Defend Democracy founder Alice Stollmeyer examines how converging foreign, domestic, and technological threats test the EU’s democratic resilience – and its policy choices.
Like the climate crisis, the democracy crisis didn’t happen overnight. Rather than a single tipping point, democracy dies by a thousand cuts. And until recently, European institutions and democracies stood by and let it happen.
Sure, in the past there were half-hearted efforts to protect the rule of law, elections and press freedom. But the European Commission often failed to do its job as Guardian of the Treaties, and whenever it tried, EU Member States were quick to put on the brakes.
Even worse, European institutions and countries, rather than standing up for our foundational European values, have been giving in to geopolitical pressure, whether from Hungary – Putin’s Trojan horse within – or from the Trump II administration.
We can and must do better, before it’s too late. But let us first unpick how democracies are pressured from many sides, so that we can better strengthen and defend our democracy.
Foreign threats to democracy
Authoritarian regimes, in particular Russia and China, are trying to weaken democracies by using hybrid threats: harmful activities that are planned and carried out with malign intent, aiming to undermine a state or an institution through a variety of (combined) means. These include cyberattacks, information manipulation, economic coercion, strategic corruption, covert political manoeuvring, coercive diplomacy, sabotage of critical infrastructure and threats of military force. Hybrid threats range from relatively light interference through to hybrid warfare. Under President Trump, we now observe worryingly similar practices from the United States.
Hybrid threats aim to restrict democracies’ political room for manoeuvre, including by undermining their citizens’ sense of security. They are designed to create fear or anxiety and sow distrust towards authorities and groups like migrants, minorities or activists. They target and exploit vulnerabilities inherent in democracies and in the fabric of democratic societies, such as civil liberties and political rights. By using hybrid threat activities, malign actors seek to deepen divisions in society, undermining social cohesion and trust among citizens and towards their democratic institutions.

DATASET ROWS:
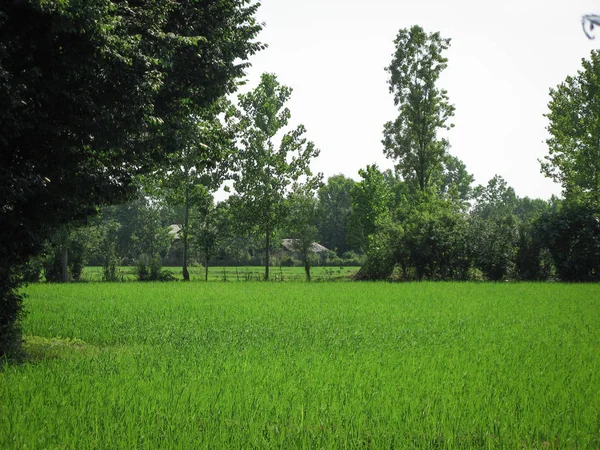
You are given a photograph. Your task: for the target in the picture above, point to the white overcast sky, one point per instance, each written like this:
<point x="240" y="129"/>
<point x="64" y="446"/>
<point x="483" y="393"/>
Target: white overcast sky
<point x="504" y="57"/>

TASK LIST:
**a)** According to the article on threats to democracy, which two authoritarian regimes are singled out for using hybrid threats?
**b)** Reproduce the part of the article on threats to democracy that opens with the words containing "Like the climate" and closes with "Trump II administration.".
**c)** Resume the article on threats to democracy, picking up right after its last sentence.
The rows are not needed for any of this.

REPLIES:
**a)** Russia and China.

**b)**
Like the climate crisis, the democracy crisis didn’t happen overnight. Rather than a single tipping point, democracy dies by a thousand cuts. And until recently, European institutions and democracies stood by and let it happen.
Sure, in the past there were half-hearted efforts to protect the rule of law, elections and press freedom. But the European Commission often failed to do its job as Guardian of the Treaties, and whenever it tried, EU Member States were quick to put on the brakes.
Even worse, European institutions and countries, rather than standing up for our foundational European values, have been giving in to geopolitical pressure, whether from Hungary – Putin’s Trojan horse within – or from the Trump II administration.

**c)**
Domestic threats to democracy
But democracies are also under pressure from within. After a wave of democratisation in the late 20th century, since the great recession of 2007–2009 there has been a wave of democratic backsliding: a form of autocratisation, a process of regime change toward authoritarianism in which the exercise of political power becomes less restrained and more arbitrary and repressive. Worldwide, there are now more autocracies than democracies.
Another domestic challenge for democracy is radicalisation, ranging from an individual’s process of radicalisation, to a group’s process of legitimising the use of violence, to the collective construction of a threatened ideal (“us” against “them”), where others are dehumanised by a process of scapegoating, leading to acts of violence.
Closely related to radicalisation is the rise of the far right. In many countries, including in the European Union, political parties on the extreme right are gaining power. Trailblazer Hungary was followed by Poland and the UK (when it was still an EU member). And now we can see this trend across Europe, even in larger Member States like Germany, France, Italy and Spain. Since the European elections of 2024, the shift to the (far) right can also be observed in the European Parliament.
Technological threats to democracy
As far back as 2021, a study identified nine trends that were likely to pose digital threats to democracy in the near future: digitally impaired cognition, reality apathy, a weaponised information environment, fragile complex infrastructure, compromised privacy and data, weakened media institutions, increased digital authoritarianism, fractured ideologies and identities, and intensifying monetisation of attention.
Why are these technological trends that impact information – and the way we process it – so dangerous for democracy? As Nobel Prize winner Maria Ressa says: “Without facts, you can’t have truth. Without truth, you can’t have trust. Without all three, we have no shared reality and no democracy. And it becomes impossible to deal with our world’s existential problems.”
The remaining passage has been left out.